> Work to be completed: Copy every line from the one containing "Please indicate the shadow" through the last line of the records below, both included, and nothing else.

Source records:
━━━━━━━━━━━━━━━━

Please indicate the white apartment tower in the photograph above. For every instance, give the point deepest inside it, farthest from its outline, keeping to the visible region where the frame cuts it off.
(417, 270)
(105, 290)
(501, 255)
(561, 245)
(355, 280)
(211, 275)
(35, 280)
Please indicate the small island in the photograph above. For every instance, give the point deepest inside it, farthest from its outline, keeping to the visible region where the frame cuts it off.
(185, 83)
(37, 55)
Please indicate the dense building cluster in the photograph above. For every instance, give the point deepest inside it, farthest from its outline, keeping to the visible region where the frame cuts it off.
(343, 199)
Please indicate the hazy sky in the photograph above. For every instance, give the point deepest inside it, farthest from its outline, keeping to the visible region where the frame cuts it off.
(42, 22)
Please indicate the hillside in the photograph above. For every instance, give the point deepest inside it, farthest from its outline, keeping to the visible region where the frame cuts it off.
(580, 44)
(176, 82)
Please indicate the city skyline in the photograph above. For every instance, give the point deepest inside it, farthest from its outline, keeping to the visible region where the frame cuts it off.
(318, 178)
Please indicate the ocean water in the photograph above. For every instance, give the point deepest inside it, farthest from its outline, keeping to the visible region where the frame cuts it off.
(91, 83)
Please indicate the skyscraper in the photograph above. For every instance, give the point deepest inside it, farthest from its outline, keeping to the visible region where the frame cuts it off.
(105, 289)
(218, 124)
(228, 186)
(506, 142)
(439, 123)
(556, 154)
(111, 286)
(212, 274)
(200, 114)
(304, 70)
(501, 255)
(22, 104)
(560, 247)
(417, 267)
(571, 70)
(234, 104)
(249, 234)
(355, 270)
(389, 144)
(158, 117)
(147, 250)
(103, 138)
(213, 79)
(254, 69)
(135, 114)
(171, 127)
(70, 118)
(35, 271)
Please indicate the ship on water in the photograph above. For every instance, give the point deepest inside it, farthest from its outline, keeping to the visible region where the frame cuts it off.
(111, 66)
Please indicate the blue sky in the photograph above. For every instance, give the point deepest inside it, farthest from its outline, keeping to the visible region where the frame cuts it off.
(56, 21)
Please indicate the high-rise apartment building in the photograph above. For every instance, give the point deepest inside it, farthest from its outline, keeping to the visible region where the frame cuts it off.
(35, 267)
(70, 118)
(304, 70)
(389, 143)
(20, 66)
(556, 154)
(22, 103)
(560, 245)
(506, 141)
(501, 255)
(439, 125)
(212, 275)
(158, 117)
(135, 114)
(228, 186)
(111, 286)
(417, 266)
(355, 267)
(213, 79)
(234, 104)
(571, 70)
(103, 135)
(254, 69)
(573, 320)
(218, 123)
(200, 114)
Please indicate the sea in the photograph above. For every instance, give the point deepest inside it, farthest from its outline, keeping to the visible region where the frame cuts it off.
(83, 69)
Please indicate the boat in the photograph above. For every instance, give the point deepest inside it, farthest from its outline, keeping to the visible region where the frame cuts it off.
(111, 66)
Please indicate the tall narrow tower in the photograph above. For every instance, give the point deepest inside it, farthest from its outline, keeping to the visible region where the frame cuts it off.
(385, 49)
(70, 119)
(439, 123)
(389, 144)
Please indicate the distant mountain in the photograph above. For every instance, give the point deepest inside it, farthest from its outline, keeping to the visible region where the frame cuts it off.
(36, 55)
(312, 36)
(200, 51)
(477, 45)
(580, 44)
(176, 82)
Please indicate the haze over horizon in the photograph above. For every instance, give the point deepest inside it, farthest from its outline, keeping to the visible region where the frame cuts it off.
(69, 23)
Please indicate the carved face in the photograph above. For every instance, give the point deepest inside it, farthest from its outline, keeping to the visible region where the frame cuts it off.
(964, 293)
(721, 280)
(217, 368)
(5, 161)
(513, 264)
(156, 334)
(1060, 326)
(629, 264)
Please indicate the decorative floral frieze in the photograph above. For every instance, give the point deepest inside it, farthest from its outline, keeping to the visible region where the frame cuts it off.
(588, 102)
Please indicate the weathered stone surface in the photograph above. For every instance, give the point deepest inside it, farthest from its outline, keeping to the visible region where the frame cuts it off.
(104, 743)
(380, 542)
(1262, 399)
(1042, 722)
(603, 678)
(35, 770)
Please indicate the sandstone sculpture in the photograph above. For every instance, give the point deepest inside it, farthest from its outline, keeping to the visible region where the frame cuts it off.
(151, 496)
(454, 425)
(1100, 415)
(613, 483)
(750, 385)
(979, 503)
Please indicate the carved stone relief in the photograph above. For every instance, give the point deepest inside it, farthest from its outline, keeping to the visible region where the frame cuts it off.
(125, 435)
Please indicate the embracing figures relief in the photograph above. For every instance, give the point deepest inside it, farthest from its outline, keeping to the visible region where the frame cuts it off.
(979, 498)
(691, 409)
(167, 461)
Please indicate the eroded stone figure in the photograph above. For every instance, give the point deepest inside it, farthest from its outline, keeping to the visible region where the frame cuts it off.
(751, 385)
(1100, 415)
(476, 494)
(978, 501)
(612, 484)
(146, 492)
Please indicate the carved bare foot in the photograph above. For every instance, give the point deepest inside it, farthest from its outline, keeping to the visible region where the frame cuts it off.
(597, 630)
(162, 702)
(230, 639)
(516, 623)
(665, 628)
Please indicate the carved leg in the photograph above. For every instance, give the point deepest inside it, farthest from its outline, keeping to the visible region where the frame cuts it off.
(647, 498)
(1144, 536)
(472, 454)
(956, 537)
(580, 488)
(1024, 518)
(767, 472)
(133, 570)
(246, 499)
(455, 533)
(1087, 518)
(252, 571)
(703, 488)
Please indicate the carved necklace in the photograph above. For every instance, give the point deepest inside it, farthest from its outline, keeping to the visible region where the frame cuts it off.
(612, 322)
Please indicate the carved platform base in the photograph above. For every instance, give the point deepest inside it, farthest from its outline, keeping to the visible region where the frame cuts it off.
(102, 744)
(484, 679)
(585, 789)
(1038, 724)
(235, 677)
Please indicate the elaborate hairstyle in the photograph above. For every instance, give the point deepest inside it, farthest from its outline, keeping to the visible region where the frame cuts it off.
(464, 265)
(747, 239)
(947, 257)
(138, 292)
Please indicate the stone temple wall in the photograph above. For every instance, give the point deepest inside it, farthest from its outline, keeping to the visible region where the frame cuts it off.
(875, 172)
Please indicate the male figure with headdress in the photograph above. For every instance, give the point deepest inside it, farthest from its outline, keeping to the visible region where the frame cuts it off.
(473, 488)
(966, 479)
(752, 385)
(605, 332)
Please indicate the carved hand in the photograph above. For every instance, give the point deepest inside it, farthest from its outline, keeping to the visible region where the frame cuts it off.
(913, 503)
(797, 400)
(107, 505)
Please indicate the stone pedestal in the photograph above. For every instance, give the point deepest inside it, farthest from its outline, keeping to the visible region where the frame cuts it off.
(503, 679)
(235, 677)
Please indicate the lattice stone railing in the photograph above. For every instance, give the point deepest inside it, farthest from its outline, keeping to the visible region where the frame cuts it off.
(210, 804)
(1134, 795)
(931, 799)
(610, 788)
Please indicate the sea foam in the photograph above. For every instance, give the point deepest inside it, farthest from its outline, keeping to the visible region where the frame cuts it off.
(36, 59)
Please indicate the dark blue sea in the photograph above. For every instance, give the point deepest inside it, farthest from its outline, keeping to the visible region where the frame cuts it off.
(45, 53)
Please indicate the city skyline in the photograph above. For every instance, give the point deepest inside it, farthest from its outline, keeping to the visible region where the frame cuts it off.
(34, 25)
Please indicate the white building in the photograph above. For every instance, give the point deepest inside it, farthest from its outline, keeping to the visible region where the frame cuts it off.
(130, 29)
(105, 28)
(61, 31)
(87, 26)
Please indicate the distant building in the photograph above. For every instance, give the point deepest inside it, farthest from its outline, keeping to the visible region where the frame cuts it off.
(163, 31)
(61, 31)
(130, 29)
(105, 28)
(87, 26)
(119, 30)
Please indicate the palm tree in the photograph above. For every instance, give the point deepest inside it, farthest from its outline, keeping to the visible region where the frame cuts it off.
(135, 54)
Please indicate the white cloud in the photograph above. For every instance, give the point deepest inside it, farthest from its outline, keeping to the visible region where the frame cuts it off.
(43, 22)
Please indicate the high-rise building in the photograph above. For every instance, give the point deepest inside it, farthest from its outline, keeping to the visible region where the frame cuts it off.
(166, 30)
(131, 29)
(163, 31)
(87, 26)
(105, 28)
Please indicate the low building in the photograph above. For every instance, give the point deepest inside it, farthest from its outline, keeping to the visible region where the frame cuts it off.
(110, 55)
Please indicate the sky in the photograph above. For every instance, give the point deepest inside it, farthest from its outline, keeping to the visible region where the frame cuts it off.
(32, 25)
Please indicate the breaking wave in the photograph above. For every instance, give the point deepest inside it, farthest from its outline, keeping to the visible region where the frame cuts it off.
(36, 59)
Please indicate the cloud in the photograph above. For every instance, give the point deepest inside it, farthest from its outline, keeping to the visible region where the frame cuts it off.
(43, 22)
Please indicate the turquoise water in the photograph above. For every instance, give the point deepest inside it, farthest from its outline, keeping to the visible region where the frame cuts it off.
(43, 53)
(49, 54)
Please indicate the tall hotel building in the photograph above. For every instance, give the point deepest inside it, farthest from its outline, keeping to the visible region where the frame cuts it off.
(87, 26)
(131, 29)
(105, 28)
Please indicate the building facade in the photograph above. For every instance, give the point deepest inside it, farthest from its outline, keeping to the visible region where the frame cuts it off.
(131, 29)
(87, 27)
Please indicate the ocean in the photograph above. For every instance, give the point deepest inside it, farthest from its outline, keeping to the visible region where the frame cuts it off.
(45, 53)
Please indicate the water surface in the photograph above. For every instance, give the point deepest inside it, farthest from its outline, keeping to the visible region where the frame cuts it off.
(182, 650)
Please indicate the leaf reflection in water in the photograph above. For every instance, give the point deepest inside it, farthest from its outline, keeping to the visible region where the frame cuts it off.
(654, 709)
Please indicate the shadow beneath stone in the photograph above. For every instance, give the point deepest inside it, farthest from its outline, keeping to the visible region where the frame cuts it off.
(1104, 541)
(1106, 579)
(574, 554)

━━━━━━━━━━━━━━━━

> Response:
Please indicate the shadow beneath stone in the photograph above. For every instance, give the point deepest inside it, farthest from its outline, keeping to the visible region where the frame cuts it off.
(1104, 541)
(1106, 579)
(574, 554)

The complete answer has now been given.